■ WHAT TO PRODUCE
Skipping each picture, output the entries exactly as they stand below.

Saved entries
########################################

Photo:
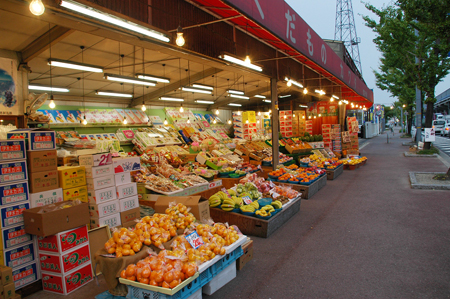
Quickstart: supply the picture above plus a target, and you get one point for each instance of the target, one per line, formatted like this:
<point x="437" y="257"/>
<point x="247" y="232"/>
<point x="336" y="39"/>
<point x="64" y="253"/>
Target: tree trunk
<point x="428" y="121"/>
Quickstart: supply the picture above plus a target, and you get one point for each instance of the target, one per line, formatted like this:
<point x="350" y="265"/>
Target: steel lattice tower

########################################

■ REPLY TO THE TASK
Photo:
Quickstart: supply the picture above plus a target, and you get one point for each instance of the target, one per line, formatted like this:
<point x="437" y="257"/>
<point x="247" y="232"/>
<point x="336" y="39"/>
<point x="64" y="253"/>
Target: tree trunk
<point x="428" y="121"/>
Quickstart: supply the picture above plus a target, and you get one point for each instance of the target, one per line, formatted like this:
<point x="350" y="265"/>
Target: steel lattice tower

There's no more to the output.